● DATASET RECORDS:
--

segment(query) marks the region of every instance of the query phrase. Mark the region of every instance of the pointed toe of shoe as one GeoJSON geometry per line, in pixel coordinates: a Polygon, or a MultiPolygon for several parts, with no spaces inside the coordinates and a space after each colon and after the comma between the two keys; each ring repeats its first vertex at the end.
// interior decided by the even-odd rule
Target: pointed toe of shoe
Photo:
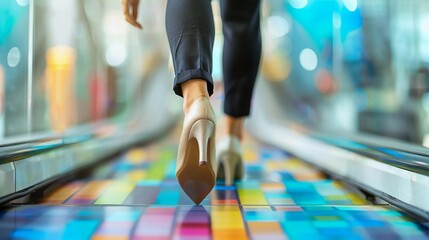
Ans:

--

● TASK DIRECTIONS: Produce the data again character for character, with the images left out.

● TASK ANSWER:
segment(query) marks the region of every instance of the query phrase. Mark the region of every instance of the pointed toe of shoe as one GeoJSON geometry per line, in pixel coordinates: a Polygon, or a MultiPolygon for several parts, with no spaces inside the coordinates and a space after each colon and after the comma between the two keys; each ring repeats its first vertex at the end.
// interior decided by the even-odd rule
Target: pointed toe of shoe
Photo:
Ans:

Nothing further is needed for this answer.